■ Selected passage

__________________________________________________

This article and vocal supporters are not being reasonable at all, they make a not so between-the-lines separation between skeptics (which are nuts) and supporters ("My smartest friends are blowing it off." in a smug "I'm smarter than my smarter friends").

I mean, come on.

  • You are absolutely correct. This article and vocal supporters are often not reasonable and I should have made that point.

    I honestly found the article to be an insufferably glib and swaggering piece that was written to maximize engagement rather than to engage the subject seriously.

    The author clearly values maximizing perceived value with the least amount of effort.

    Frankly, I’m tired of reading articles by people who can’t be bothered to present the arguments of the people they’re disagreeing with honestly and I just gave up halfway reading it because it was so grating.

> Reasonable people aren't claiming this stuff is a silver bullet or a panacea.

Are you saying the CEO of Anthropic isn't reasonable? or Klarna?

  • The CEO of Anthropic is the least reasonable person in this discussion.

    Surely you can see how insanely biased all of their statements would be. They are literally selling the shovels in this gold rush.

__________________________________________________

■ Entries provided
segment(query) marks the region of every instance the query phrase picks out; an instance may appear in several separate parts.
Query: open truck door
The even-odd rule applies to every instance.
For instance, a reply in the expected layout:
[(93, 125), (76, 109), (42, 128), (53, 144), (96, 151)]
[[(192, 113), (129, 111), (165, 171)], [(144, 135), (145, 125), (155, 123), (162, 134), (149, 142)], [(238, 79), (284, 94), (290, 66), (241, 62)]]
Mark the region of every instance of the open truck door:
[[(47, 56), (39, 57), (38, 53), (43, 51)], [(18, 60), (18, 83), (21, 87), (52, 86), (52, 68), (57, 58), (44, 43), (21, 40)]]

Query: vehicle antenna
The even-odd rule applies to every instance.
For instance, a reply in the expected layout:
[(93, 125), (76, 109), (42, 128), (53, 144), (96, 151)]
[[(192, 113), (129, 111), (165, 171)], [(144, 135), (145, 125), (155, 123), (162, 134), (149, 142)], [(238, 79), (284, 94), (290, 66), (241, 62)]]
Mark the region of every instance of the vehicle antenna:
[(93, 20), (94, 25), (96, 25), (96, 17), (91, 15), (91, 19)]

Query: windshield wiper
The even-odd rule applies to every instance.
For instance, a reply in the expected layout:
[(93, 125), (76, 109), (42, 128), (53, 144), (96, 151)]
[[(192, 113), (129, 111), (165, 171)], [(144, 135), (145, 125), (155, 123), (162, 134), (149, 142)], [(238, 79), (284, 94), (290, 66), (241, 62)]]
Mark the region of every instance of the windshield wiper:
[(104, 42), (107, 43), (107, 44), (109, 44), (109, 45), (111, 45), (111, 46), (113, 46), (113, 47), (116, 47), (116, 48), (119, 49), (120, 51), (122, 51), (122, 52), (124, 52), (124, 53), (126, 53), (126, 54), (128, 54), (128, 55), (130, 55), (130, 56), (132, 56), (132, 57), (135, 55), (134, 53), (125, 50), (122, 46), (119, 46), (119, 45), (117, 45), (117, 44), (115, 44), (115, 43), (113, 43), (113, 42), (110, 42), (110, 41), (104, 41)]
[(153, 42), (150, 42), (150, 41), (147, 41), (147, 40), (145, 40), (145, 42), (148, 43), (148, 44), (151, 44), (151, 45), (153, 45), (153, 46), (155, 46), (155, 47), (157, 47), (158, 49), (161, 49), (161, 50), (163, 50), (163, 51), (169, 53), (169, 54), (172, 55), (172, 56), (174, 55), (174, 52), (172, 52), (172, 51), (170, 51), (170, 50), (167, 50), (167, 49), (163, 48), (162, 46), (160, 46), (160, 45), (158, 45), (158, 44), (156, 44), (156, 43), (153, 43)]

__________________________________________________

■ Work to complete
A. Reproduce word for word the forum thread text between "This article and vocal supporters are not" and "made that point.", inclusive.
B. Write the next part of the forum thread about the article and its vocal supporters, picking up after its final line.

■ Exercise responses
A.
This article and vocal supporters are not being reasonable at all, they make a not so between-the-lines separation between skeptics (which are nuts) and supporters ("My smartest friends are blowing it off." in a smug "I'm smarter than my smarter friends").

I mean, come on.

  • You are absolutely correct. This article and vocal supporters are often not reasonable and I should have made that point.

B.
    Anything they say will be in service of promoting AI, even the bad/cautionary stuff because they know there's an audience who will take it the other way (or will choose to jump in to not be left behind), and also news is news, it keeps people talking about AI.

    • For the record, as the author of this piece, I do not think anybody should factor what the CEO of Anthropic thinks into their decisions. There is in fact a section on this argument in the post. It's short, so it's easy to miss.

  • Of course not. CEOs are Chief Narrative Officers, one of their main functions is to craft and push a message (which is different than collating and reporting facts). Reason doesn’t not factor in.

I think that experiment was very cool, but I will say that the OAuth2.0/OIDC protocol is very well documented and there are tons of tools already built around it in multiple languages.

I implemented the OAuth2.0 protocol in 3 different languages without a 3rd party library - entire spec implemented by hand. This was like ~2015 when many of the libraries that exist today didn't back then. I did this as a junior developer for multiple enterprise applications. At the end of the day it's not really that impressive.

  • Three weeks ago I did basically the same thing as the author of the Cloudflare story, but I did it with my own open source tool. I went into the experiment treating Claude Code as a junior engineer and guiding it on a feature I wanted implemented.

    In a single Saturday the LLM delivered the feature to my spec, passing my initial test cases, adding more tests, etc…

    I went to bed that night feeling viscerally in my bones I was pairing with and guiding a senior engineer not a junior. The feature was delivered in one day and would have taken me a week to do myself.

    I think stories like the Cloudflare story are happening all over right now. Staff level engineers are testing hypotheses and being surprised at the results.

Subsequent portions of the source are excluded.